## EXERCISE DIRECTIONS
Transcribe the lines of the records starting with the one that has "Can you see the framed" in it and ending with the last, and transcribe nothing else.

*** EXTRACTED DATA

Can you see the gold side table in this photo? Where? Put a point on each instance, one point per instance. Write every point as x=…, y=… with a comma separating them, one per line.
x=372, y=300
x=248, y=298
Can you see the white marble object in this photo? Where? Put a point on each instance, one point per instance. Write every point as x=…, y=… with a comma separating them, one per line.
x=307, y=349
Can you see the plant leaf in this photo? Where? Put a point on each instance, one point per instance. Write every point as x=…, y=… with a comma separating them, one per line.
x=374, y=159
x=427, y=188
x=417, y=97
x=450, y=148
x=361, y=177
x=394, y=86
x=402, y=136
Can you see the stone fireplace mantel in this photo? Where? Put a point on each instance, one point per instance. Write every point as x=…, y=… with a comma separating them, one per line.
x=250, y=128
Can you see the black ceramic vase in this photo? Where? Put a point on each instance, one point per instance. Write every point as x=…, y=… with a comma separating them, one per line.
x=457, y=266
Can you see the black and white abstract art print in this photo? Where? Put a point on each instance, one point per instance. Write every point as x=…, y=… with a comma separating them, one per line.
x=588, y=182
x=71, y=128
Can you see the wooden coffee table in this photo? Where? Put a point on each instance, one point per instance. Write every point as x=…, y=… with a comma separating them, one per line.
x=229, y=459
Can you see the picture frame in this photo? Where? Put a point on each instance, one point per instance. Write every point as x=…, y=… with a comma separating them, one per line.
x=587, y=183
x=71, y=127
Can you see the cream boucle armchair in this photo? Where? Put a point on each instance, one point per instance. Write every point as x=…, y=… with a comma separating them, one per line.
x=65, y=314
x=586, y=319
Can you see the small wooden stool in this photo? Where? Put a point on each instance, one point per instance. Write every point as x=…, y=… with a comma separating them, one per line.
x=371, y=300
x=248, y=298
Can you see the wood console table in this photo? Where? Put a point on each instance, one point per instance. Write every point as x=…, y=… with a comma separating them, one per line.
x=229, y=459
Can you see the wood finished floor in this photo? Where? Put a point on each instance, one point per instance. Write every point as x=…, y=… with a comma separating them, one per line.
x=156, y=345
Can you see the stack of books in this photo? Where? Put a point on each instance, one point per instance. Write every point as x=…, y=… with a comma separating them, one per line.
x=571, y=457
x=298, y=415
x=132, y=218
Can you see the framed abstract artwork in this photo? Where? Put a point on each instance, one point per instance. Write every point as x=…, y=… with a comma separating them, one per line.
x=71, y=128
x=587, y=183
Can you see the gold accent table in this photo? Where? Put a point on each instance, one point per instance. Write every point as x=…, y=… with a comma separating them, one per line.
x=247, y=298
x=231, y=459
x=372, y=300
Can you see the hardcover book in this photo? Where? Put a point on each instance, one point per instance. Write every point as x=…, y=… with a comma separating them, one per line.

******

## SOLUTION TO THIS EXERCISE
Can you see the framed abstract artwork in this photo? Where? Put a point on each instance, one point per instance. Write every point as x=…, y=… with a comma separating them, one per line.
x=71, y=128
x=587, y=183
Can you see the gold accent table in this photo? Where? Put a point on each instance, one point per instance. Write every point as x=…, y=… with a comma separating them, one per line.
x=247, y=298
x=231, y=459
x=372, y=300
Can you see the hardcover book in this photo? Where? Put a point on each instance, one point per instance. Write every point as x=…, y=… with a comma separating them, one per line.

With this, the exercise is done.